_To be done:_
- A) Based on the essay on the indecency of the mind, are the following statements true? (i) Kundera died in Paris at the age of 94. (ii) The quoted line comes from Kundera's novel "The Joke." (iii) The writer suggests that a shout is noticed more often than a whisper. Answer each with yes or no, and quote the exact words of the essay that decide it.
- B) In the essay on the indecency of the mind, list every sentence in the paragraph beginning "Anyway" that ends with a question mark.
- C) Carry on the essay on the indecency of the mind, starting right after its final sentence.

15 July 2023

Subverting the indecency of the mind


'When the heart speaks, the mind finds it indecent to object.’ That’s a quote from Milan Kundera’s celebrated novel, ‘The Unbearable Lightness of Being.’ I came across it while reading about Kundera having just learned that the Czech-born writer had passed away at the age of 94 in Paris, France.

And I asked myself, ‘how often does the heart speak?’ And I asked myself also, ‘is the mind listening and even if so, does it always hear?’ Maybe, I told myself, the heart doesn’t speak loud enough to be heard. On the other hand, maybe the heart doesn’t speak soft enough because often it is the whisper and not the shout that is noticed.

Anyway, what is all this about decency? Where does it come from and who defines its contours? What are the conditions that warrant the labels, decent and indecent, civilised and uncivilised? Have they been decided upon after long and deep deliberation by people mandated to do so, and were they then placed before the people for ratification?

_Listed entries:_
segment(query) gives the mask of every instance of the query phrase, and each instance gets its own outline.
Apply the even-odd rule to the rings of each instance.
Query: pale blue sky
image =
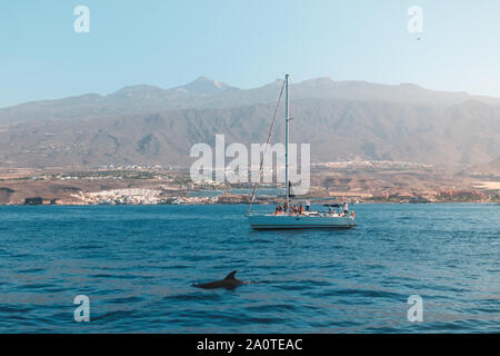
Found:
[[[73,9],[90,9],[90,33]],[[407,10],[423,9],[423,33]],[[420,40],[418,38],[420,37]],[[0,107],[199,76],[292,75],[500,97],[498,0],[44,0],[0,8]]]

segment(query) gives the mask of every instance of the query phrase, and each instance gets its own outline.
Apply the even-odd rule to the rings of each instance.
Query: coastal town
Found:
[[[248,204],[251,184],[193,182],[187,169],[113,166],[62,170],[1,168],[1,205],[231,205]],[[256,204],[277,204],[282,188],[259,185]],[[448,174],[393,161],[314,164],[303,198],[354,202],[500,202],[500,175]]]

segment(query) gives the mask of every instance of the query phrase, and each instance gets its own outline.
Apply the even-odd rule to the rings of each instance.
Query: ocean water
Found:
[[[317,231],[252,231],[246,208],[0,207],[0,333],[500,332],[499,206],[359,205]],[[233,269],[251,284],[192,287]]]

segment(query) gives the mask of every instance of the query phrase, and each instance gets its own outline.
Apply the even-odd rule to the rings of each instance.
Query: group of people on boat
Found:
[[[283,204],[283,206],[281,206],[281,204],[279,204],[276,207],[274,215],[281,215],[281,214],[304,215],[304,211],[309,212],[309,208],[310,208],[309,204],[306,205],[306,209],[302,204],[299,206],[292,205],[289,208],[288,202],[286,201]],[[341,208],[341,210],[337,211],[337,209],[334,209],[333,206],[329,206],[328,214],[333,215],[333,216],[348,216],[349,215],[349,205],[347,204],[347,201],[344,201],[342,204],[342,206],[340,206],[340,208]],[[354,211],[351,211],[351,216],[352,216],[352,218],[354,218]]]
[[[290,207],[290,209],[288,209],[288,204],[287,202],[284,202],[283,206],[284,207],[282,207],[281,204],[278,205],[276,207],[274,215],[280,215],[280,214],[283,214],[283,212],[289,212],[289,214],[291,212],[291,214],[296,214],[296,215],[303,215],[304,211],[309,211],[309,205],[306,206],[306,209],[304,209],[303,205],[299,205],[299,206],[292,205]]]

_Results for each task:_
- A)
(i) Yes: "the Czech-born writer had passed away at the age of 94 in Paris, France."
(ii) No: "That’s a quote from Milan Kundera’s celebrated novel, ‘The Unbearable Lightness of Being.’"
(iii) No: "often it is the whisper and not the shout that is noticed."

- B)
1. Anyway, what is all this about decency?
2. Where does it come from and who defines its contours?
3. What are the conditions that warrant the labels, decent and indecent, civilised and uncivilised?
4. Have they been decided upon after long and deep deliberation by people mandated to do so, and were they then placed before the people for ratification?

- C)
Obviously it is all arbitrary, governed by place and time, altered as circumstances make the established order of things untenable. Hearts and minds, moreover, are fickle entities; their ability to communicate, be communicated to and draw conclusions are eminently open to subversion. The strongest and most insightful mind is weakened and rendered impotent in an instant. The heart, resolute and warm, can break into a thousand pieces and grow stone cold in a fraction of a second.

Neither are they impervious to external bombardment. The missiles are sometimes directed at heart, sometimes at mind but as frequently it is the shards and shrapnel issuing consequent to explosion somewhere else that lacerate. Mindlessness and heartlessness are not necessarily mind-wrought and heart-wrought respectively.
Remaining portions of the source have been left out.